─── Available data
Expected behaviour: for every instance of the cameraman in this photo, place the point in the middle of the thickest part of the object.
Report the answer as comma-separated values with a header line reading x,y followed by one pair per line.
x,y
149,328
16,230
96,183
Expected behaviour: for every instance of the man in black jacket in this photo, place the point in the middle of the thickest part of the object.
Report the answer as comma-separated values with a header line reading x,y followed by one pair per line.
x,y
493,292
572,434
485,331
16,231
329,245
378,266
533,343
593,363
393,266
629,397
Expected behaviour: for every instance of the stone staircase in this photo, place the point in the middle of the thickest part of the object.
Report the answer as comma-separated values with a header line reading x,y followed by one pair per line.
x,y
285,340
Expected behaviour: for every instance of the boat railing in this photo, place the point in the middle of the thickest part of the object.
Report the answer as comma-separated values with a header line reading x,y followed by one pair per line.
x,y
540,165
──────
* [Set exercise]:
Convert all of the lines above into a Markdown table with the columns Row and Line, numbering each line and omitting any blank ones.

* [Task answer]:
| Row | Line |
|---|---|
| 1 | Expected behaviour: for every instance of the cameraman in this photo, place the point in the middle of the thickest part of the object. |
| 2 | Report the answer as comma-separated values with a header line reading x,y followed by one pair per line. |
| 3 | x,y |
| 4 | 149,328 |
| 5 | 16,230 |
| 6 | 96,183 |
| 7 | Expected behaviour: for every instance of the man in black jacket in this photo, place the point in the middle of the thickest part of the object. |
| 8 | Report the answer as comma-separated values with a header line reading x,y followed by one pair per line. |
| 9 | x,y |
| 10 | 493,292 |
| 11 | 572,434 |
| 12 | 485,331 |
| 13 | 16,231 |
| 14 | 329,245 |
| 15 | 378,266 |
| 16 | 533,343 |
| 17 | 593,363 |
| 18 | 393,266 |
| 19 | 629,397 |
| 20 | Expected behaviour: for every instance of the stone staircase in this photo, place the point in the middle of the thickest part of the object. |
| 21 | Report the answer as comma-separated values with a header line reading x,y followed by one pair per line. |
| 22 | x,y |
| 23 | 285,340 |
| 24 | Expected behaviour: for every instance of the boat railing in this photo, place the point in the middle of the thickest part of the object. |
| 25 | Report the answer as comma-separated values with a header line reading x,y followed by one pair per line. |
| 26 | x,y |
| 27 | 540,165 |